(Dataset items)
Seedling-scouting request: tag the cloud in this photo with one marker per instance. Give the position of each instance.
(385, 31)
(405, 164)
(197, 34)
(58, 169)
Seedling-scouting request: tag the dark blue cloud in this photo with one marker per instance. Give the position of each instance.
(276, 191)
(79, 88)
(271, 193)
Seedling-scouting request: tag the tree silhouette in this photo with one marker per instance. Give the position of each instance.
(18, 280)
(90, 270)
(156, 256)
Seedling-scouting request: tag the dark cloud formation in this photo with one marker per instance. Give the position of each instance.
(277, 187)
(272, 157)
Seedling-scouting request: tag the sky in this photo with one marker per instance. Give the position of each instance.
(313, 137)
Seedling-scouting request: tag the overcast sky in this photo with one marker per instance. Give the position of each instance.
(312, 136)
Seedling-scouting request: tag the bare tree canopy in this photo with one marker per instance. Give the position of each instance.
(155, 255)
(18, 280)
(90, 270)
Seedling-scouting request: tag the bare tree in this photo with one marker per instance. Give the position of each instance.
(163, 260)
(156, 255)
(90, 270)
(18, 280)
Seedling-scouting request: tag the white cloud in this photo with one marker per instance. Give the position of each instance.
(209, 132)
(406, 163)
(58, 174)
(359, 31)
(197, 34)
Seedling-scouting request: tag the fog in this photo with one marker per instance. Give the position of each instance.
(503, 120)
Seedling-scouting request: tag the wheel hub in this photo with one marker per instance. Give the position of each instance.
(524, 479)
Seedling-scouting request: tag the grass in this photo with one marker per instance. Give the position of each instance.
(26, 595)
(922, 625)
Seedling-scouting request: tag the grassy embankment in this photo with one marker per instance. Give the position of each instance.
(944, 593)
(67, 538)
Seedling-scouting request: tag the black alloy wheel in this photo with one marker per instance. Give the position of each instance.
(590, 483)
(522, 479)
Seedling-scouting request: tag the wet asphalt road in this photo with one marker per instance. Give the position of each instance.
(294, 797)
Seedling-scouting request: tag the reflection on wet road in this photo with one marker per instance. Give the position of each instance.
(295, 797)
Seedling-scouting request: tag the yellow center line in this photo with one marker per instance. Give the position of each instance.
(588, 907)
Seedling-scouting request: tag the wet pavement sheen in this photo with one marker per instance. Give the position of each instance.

Exercise directions:
Arrange all of the rows above as a numbered list, leaving out any blank lines.

Solution to the problem:
1. Seedling-scouting request: tag the cloud in this photo with one marker per instance. Give the position of each instance.
2. (385, 31)
3. (405, 164)
4. (197, 34)
5. (58, 169)
6. Seedling-scouting request: tag the dark blue cloud in this photo with one marker per instance. Give the position of each instance.
7. (276, 191)
8. (79, 88)
9. (271, 193)
10. Seedling-scouting request: tag the tree silhouette in this photo with one marker per instance. Give the position of each instance.
11. (18, 280)
12. (90, 270)
13. (156, 256)
14. Seedling-scouting request: tag the dark cloud formation in this photo with one marker per instance. Give the position of each instance.
15. (277, 187)
16. (272, 157)
17. Seedling-scouting request: tag the sky in this photo with one marker per instance. Give the position of each instance.
18. (313, 137)
19. Seedling-scouting request: tag the overcast sky in this photo with one marker per instance. Give the position of each instance.
20. (312, 136)
21. Seedling-scouting request: tag the bare tree canopy in this photo with one marker per instance. Give the position of each instance.
22. (155, 255)
23. (18, 280)
24. (90, 270)
25. Seedling-scouting request: tag the bare tree in this photo with one marker per instance. Give the position of each instance.
26. (163, 260)
27. (156, 255)
28. (90, 270)
29. (18, 280)
30. Seedling-scouting request: tag the white cloud in this photo with one marker per instance. Give the position of each instance.
31. (209, 132)
32. (406, 163)
33. (58, 174)
34. (359, 31)
35. (197, 34)
36. Seedling-scouting request: tag the fog in this photo with one marker per instance. Give the position of each instance.
37. (503, 120)
38. Seedling-scouting request: tag the wheel hub in this photo with one marker per instance. Give the position of each instance.
39. (524, 479)
40. Seedling-scouting request: tag the grass in this photo with one marker per instance. Give the position of each instance.
41. (26, 595)
42. (922, 625)
43. Seedling-scouting request: tag the grassy embankment in this photo with one marker per instance. Give the position of each instance.
44. (944, 593)
45. (67, 538)
46. Seedling-scouting request: tag the black alloy wheel in this photo with one marker per instance. Give the position of each instance.
47. (590, 483)
48. (522, 479)
49. Seedling-scouting request: tag the wet asphalt road in this photo with one marker per instance. Give the position of each instance.
50. (294, 797)
51. Seedling-scouting request: tag the reflection on wet road in this photo with one marker per instance. Give the position of each instance.
52. (295, 797)
53. Seedling-scouting request: tag the yellow center line in this photo with one marker per instance. Give the position of each instance.
54. (588, 907)
55. Seedling-scouting request: tag the wet pavement sheen in this photo with one marker per instance. Give the position of each instance.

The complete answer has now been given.